• **Problem details**: Copy out every line of the data below word for word, leaving out the pictures.

• **Data for processing**:
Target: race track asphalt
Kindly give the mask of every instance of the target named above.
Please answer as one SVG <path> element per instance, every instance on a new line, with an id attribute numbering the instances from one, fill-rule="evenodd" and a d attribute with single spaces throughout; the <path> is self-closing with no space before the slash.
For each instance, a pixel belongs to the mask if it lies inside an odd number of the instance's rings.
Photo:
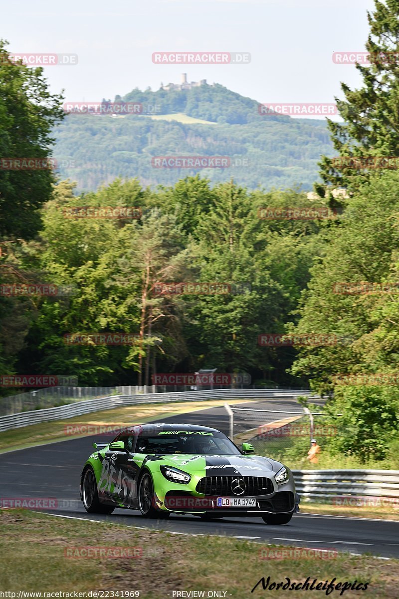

• **Task response**:
Target: race track asphalt
Kindly give the mask of every instance of the target named above.
Please answer as one SVG <path> element per instance, every instance on a new line, with an id attribute numbering the instances from one, fill-rule="evenodd" and a d attribute with single spaces throughout; the <path> is self-closing with no space before the slash.
For each instance, a pixel belongs to the mask if it lies inside an odd number of the instance's rings.
Photo:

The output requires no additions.